Can you repeat, word for word, the part of the items below that opens with the line containing "Spot each tree trunk in the picture above." and continues through the end of the items, with both ends included?

* * *

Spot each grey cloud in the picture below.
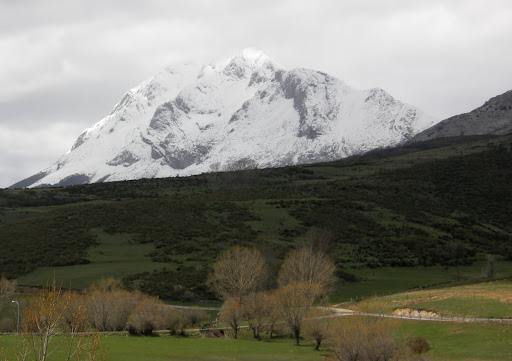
[0,0,512,186]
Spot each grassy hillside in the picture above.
[0,136,512,300]
[353,281,512,318]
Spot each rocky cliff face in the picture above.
[411,90,512,142]
[11,50,436,187]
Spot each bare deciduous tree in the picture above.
[277,247,336,293]
[220,299,244,339]
[15,281,105,361]
[0,277,14,313]
[242,292,270,339]
[127,297,171,335]
[484,254,496,278]
[330,317,399,361]
[276,282,319,346]
[207,246,268,303]
[303,308,333,350]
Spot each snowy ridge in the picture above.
[18,50,436,187]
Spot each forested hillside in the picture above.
[0,136,512,299]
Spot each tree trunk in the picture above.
[315,340,322,351]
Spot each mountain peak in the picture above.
[411,90,512,142]
[11,48,435,187]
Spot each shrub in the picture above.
[0,318,16,332]
[407,337,430,355]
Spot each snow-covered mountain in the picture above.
[14,50,436,187]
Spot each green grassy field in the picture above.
[0,336,323,361]
[17,229,175,289]
[0,320,512,361]
[399,321,512,361]
[353,280,512,318]
[0,135,512,302]
[331,260,512,303]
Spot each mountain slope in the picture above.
[411,90,512,142]
[12,50,435,187]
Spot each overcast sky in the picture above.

* * *

> OUTPUT:
Spot each tree trunk in the picture above.
[315,340,322,351]
Spot each mountain peak in the picture above.
[411,90,512,142]
[11,48,435,187]
Spot each shrub in the picture above.
[0,318,16,332]
[407,337,430,355]
Spot each snow-covered mountain in the picture above.
[14,50,436,187]
Spot each green grassy field in the picture above.
[0,336,323,361]
[17,229,175,289]
[0,320,512,361]
[399,321,512,361]
[353,280,512,318]
[0,135,512,302]
[331,260,512,303]
Spot each mountain slope in the picture above.
[411,90,512,142]
[12,50,435,187]
Spot each overcast sky in the picture above.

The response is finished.